| Selected passage |
* * *

Chase Briscoe outdueled Tyler Reddick and Ross Chastain in a four-lap shootout to determine which next generational star would claim their first victory at the highest level. The battle featured a past decade powerhouse in Stewart-Haas Racing versus a resurgent Richard Childress Racing and emerging contender in Team Trackhouse.

While a spec racing platform comes with benefits and detriments, the primary positive on Sunday was that all three twentysomethings were essentially racing on a level playing field.

Briscoe won because crew chief John Klausmeier landed on the right setup, their over-the-wall pit crew consistently gave the No. 14 track position and the driver was able to drive deeper into the corner on the final restart than everyone else.

He was willing to take the wall down if that’s what it took.

"I was committed at that point," Briscoe said of the final restart. "If I lifted, I was going to get beat because then Ross has the lead. There is no way I was going to be able to pass him back."

It was similar to Briscoe's statement Xfinity Series victory in June 2020 against Kyle Busch at Darlington Raceway.

"I felt like God was with me because there’s no way when I won Darlington, when I hit the fence, that I somehow gained speed," Briscoe said. "Then today, there was no way I wasn’t going to knock the wall down at the angle I was at. I was up in the marbles. Somehow it stuck. I was able to clear him."

Another intended benefit of a spec racing platform is the promise of lowering the barrier of entry to compete.

While Briscoe, Reddick and Chastain advanced to Cup in absolutely the most challenging ways imaginable, purely on merit and without the tremendous aid of family riches, NASCAR hopes its new car makes this the new normal.

It hopes the level playing field rewards talent above engineering and provides incentive for teams to seek out the best young talent. Through four races, the top four drivers in laps led this season is a rewarding mix of young drivers with gritty backgrounds who had their hard work rewarded in their various pathways to the top.

Ryan Blaney, 190
Chase Briscoe, 121
Tyler Reddick, 90
Ross Chastain, 83

Sure, Blaney is a second-generation Cup Series driver whose father Dave had an admirable decade at the highest levels. That reputation helped Blaney the younger connect with the right people at an early age, but he won at every level en route to joining Team Penske.

* * *

| Record extracts |

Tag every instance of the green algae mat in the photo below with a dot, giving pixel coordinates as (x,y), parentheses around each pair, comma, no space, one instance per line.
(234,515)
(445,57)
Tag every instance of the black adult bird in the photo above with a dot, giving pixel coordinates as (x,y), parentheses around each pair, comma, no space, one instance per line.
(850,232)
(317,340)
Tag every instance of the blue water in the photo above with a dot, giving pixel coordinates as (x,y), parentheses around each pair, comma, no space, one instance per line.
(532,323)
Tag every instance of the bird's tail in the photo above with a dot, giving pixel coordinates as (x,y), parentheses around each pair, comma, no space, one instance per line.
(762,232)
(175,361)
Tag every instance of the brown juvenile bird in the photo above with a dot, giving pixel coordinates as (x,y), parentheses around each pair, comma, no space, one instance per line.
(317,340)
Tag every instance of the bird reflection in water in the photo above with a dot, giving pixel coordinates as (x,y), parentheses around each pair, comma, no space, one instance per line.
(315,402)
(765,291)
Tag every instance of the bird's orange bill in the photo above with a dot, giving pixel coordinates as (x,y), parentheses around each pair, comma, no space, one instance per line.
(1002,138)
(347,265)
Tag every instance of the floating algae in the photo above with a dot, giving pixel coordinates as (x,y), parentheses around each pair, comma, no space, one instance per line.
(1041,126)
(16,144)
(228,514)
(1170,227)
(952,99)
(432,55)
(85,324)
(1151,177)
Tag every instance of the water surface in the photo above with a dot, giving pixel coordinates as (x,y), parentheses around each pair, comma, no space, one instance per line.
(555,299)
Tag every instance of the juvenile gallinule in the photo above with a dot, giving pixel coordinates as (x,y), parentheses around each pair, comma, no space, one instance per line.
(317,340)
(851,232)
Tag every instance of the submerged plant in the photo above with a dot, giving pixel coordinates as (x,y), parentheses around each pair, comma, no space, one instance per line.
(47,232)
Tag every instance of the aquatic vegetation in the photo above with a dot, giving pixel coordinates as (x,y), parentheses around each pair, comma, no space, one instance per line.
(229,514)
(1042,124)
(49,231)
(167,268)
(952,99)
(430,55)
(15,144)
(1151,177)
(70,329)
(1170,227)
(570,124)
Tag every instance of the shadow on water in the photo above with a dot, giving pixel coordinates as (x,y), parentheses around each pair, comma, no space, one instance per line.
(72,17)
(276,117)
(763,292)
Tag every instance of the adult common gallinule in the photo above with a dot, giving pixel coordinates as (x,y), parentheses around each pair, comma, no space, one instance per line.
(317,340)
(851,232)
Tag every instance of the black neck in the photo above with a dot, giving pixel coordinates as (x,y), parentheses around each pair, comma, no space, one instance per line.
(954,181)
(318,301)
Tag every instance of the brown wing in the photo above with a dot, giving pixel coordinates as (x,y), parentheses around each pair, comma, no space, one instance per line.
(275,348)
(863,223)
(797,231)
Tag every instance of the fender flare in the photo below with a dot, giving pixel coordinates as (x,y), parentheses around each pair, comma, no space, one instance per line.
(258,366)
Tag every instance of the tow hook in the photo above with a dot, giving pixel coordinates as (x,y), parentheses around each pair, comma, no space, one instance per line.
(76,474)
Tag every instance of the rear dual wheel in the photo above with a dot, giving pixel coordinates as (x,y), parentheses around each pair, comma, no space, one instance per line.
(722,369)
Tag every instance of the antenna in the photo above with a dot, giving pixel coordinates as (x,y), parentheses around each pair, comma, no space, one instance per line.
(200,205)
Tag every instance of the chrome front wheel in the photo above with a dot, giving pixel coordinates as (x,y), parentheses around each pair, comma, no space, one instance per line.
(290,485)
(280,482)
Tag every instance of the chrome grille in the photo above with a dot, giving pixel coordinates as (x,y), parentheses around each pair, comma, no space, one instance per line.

* * *

| What you will do |
In the racing article, who is named as the crew chief who found the right setup for Briscoe?

| Task answer |
John Klausmeier